Is the Fine Stucture constant constant? I have read that the fine structure constant may well not be a constant. Now, if this were to be true, what would be the effect of a higher or lower value? (and why?)
 A: Another thing that would be changed by a varying fine structure constant would be that it would alter almost every electromagnetically mediated phenomenon.  All of the spectra of atoms would change.  What would also change would be the temperature at which atoms can no longer hold onto their electrons, since the strength of attraction between electrons and the nucleus would change.  This would then change the redshift at which the universe becomes transparent.  The end result would be that the cosmic background radiation would be coming from a different time in the universe's history than otherwise thought.  This would have consequences for the values of cosmological parameters.    
Once you alter phenomena in this stage of the universe's history, though, you have to be quite careful to not disrupt the current predictions for how much hydrogen, helium, and heavy elements there are in the universe (while creating nuclei depends mainly on the strong interaction, electromagnetism does have something to do with determining the final energies of the nuclei, and so can't be completely neglected--changing the fine structure constant changes these cross-sections).  Current theory predicts these things with great accuracy, and changing things around, particularly particle physics parameters that govern the length of the neucleosyntheis era (which overlaps with, but is a subset of the time at which the universe is opaque) potentially make these observations not agree with theory.
A: Many very accurate measurements seem to imply that the fine-structure constant has been totally constant, within the error margin, since the Big Bang. And the few experiments that suggested otherwise have problems. Theoretically, it's likely that the fine-structure constant is completely constant.
However, if you imagine that the fine-structure constant changes a bit, many things become different. For example, the stability and lifetimes of the neutron and nuclei will change abruptly. The modified fine-structure constant will also influence many other "constants" that define particle physics - such as the ratios of particle masses, fine-structure constants for other forces, mixing angles, and others - but you would have to describe what (dimensionless parameters) you want to keep fixed while you're changing the fine-structure constant.
From an "anthropic" viewpoint, it is important to notice that chemistry (minus nuclear physics, the care about isotopes etc.) would remain largely unaffected. It's because the atoms exist in the non-relativistic limit, and the fine-structure constant only determines the (order-of-magnitude estimate of the) speed of electrons in the atoms. Because the fine-structure constant is much smaller than one, the electrons in atoms may be approximated by non-relativistic mechanics. That would still be true if you e.g. doubled the fine-structure constant. So the ratios of the atomic frequencies etc. would remain pretty much unchanged, even if you doubled alpha, up to small corrections and splittings of the spectral lines (which are called the fine structure for a good reason).

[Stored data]

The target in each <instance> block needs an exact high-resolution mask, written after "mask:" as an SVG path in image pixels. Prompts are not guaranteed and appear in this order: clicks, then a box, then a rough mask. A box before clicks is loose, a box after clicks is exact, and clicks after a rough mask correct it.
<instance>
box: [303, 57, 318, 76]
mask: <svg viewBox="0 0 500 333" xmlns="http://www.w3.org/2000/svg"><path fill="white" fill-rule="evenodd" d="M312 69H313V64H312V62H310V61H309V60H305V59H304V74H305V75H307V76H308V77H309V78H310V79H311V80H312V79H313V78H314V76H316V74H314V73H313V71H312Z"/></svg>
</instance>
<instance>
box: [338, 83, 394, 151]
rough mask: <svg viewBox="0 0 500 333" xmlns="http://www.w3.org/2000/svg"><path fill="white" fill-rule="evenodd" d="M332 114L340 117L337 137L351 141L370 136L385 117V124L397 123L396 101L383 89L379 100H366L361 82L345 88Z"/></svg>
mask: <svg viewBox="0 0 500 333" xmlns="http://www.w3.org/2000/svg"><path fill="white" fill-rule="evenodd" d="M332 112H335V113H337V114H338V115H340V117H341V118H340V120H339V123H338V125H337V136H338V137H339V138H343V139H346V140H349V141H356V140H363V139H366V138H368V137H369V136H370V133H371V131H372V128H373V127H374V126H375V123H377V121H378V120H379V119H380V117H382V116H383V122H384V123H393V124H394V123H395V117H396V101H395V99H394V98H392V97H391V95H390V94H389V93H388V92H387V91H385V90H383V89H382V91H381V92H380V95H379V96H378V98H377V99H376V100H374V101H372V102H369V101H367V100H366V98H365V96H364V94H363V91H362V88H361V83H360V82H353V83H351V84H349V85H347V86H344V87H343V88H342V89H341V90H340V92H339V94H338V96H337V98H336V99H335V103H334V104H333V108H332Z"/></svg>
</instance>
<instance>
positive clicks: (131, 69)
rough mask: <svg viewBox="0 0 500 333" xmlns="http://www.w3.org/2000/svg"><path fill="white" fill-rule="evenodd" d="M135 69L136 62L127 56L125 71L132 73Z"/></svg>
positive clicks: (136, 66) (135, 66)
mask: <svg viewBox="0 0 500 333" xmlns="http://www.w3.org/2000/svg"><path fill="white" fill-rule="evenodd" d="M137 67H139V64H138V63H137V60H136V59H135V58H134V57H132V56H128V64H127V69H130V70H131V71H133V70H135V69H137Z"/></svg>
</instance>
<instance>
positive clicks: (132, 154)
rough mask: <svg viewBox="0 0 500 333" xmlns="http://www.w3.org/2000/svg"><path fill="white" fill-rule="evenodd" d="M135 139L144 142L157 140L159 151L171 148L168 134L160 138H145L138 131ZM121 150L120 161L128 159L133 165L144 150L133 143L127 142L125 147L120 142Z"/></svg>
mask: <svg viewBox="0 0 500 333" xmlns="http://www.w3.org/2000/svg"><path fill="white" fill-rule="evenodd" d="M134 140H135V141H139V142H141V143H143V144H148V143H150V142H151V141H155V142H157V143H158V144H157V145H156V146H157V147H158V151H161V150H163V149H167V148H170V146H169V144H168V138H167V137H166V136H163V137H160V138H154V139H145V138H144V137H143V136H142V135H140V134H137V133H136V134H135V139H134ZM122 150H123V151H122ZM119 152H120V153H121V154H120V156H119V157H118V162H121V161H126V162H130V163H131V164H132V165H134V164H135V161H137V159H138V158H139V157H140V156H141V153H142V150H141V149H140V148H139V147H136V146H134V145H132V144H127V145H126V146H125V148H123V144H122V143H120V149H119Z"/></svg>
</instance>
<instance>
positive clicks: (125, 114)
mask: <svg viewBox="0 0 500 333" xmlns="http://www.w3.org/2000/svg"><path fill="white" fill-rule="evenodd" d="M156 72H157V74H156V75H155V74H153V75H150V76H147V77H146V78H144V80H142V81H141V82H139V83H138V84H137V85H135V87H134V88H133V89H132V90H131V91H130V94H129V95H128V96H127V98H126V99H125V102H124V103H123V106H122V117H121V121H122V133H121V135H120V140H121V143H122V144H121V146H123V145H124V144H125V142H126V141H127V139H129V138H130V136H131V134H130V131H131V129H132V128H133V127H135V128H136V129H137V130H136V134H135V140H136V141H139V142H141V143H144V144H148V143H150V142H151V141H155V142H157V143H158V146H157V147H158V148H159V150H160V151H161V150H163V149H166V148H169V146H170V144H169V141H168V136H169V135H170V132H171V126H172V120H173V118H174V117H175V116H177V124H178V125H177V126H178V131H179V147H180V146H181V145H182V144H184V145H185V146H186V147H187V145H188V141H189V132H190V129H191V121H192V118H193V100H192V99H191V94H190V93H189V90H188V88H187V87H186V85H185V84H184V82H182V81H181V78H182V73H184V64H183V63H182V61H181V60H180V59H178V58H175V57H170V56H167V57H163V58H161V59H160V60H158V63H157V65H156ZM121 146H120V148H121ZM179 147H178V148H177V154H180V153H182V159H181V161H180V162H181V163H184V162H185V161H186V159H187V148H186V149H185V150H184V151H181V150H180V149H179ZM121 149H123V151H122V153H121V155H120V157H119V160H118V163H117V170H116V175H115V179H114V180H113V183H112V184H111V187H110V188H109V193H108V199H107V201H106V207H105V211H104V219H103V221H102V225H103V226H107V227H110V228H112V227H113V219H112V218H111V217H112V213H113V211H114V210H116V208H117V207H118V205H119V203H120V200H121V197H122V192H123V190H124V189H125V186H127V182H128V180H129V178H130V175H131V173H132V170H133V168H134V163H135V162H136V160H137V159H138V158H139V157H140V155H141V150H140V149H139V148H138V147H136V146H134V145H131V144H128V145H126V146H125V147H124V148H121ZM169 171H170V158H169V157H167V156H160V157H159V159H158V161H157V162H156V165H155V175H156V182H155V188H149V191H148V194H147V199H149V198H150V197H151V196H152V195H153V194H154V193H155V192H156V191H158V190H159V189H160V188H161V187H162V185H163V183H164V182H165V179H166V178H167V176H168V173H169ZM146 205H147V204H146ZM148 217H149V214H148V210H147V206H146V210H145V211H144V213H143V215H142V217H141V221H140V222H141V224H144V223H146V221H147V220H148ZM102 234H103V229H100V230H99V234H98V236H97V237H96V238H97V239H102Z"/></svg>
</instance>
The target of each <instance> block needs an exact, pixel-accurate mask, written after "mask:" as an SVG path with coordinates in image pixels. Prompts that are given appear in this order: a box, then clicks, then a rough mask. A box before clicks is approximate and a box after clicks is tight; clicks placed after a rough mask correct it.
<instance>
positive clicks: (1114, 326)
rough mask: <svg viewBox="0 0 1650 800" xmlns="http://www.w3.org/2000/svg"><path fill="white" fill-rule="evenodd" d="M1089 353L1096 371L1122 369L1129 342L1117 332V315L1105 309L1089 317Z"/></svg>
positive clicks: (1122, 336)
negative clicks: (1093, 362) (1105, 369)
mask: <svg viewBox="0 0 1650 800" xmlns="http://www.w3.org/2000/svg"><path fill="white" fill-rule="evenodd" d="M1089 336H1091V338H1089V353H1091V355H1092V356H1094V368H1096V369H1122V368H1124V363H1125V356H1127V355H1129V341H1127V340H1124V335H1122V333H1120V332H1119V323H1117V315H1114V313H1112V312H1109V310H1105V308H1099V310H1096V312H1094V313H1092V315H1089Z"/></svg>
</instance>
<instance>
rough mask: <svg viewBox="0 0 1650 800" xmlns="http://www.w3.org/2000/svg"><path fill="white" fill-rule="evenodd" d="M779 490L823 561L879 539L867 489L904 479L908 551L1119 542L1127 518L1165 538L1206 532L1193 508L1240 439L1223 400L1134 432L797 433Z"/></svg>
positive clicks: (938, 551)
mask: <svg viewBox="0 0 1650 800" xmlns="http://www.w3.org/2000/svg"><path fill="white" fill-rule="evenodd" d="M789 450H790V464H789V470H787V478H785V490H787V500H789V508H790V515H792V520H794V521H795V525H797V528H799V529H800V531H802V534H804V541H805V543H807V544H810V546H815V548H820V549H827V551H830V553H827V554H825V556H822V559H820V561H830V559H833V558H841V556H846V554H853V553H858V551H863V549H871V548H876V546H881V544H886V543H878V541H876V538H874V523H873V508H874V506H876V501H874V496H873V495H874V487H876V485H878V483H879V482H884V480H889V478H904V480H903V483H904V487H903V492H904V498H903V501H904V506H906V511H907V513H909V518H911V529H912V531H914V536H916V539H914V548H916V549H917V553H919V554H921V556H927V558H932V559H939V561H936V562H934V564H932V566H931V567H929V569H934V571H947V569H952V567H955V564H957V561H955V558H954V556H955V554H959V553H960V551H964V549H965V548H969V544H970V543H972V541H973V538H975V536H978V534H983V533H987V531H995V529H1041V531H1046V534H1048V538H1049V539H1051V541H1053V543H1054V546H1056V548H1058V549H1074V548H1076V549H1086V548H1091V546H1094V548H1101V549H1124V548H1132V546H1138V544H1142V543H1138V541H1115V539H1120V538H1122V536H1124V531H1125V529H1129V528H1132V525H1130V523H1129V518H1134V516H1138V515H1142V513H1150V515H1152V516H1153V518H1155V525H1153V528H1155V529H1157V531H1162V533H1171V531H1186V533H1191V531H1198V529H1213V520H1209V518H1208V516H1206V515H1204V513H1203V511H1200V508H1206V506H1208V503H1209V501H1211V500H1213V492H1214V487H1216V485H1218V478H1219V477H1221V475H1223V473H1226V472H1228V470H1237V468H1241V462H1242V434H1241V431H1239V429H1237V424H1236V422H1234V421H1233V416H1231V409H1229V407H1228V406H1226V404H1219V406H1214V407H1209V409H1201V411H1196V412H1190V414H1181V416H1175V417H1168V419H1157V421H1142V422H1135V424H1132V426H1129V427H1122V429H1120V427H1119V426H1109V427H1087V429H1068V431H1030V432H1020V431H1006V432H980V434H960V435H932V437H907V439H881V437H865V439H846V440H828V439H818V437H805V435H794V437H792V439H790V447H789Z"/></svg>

Using the information:
(a) Quote the fine-structure constant discussion from "A: Another thing" up to and including "of cosmological parameters.".
(b) In the fine-structure constant discussion, why may the electrons in atoms be approximated by non-relativistic mechanics?
None of these items has any bearing on the work here.

Solutions by task:
(a)
A: Another thing that would be changed by a varying fine structure constant would be that it would alter almost every electromagnetically mediated phenomenon.  All of the spectra of atoms would change.  What would also change would be the temperature at which atoms can no longer hold onto their electrons, since the strength of attraction between electrons and the nucleus would change.  This would then change the redshift at which the universe becomes transparent.  The end result would be that the cosmic background radiation would be coming from a different time in the universe's history than otherwise thought.  This would have consequences for the values of cosmological parameters.

(b) Because the fine-structure constant is much smaller than one.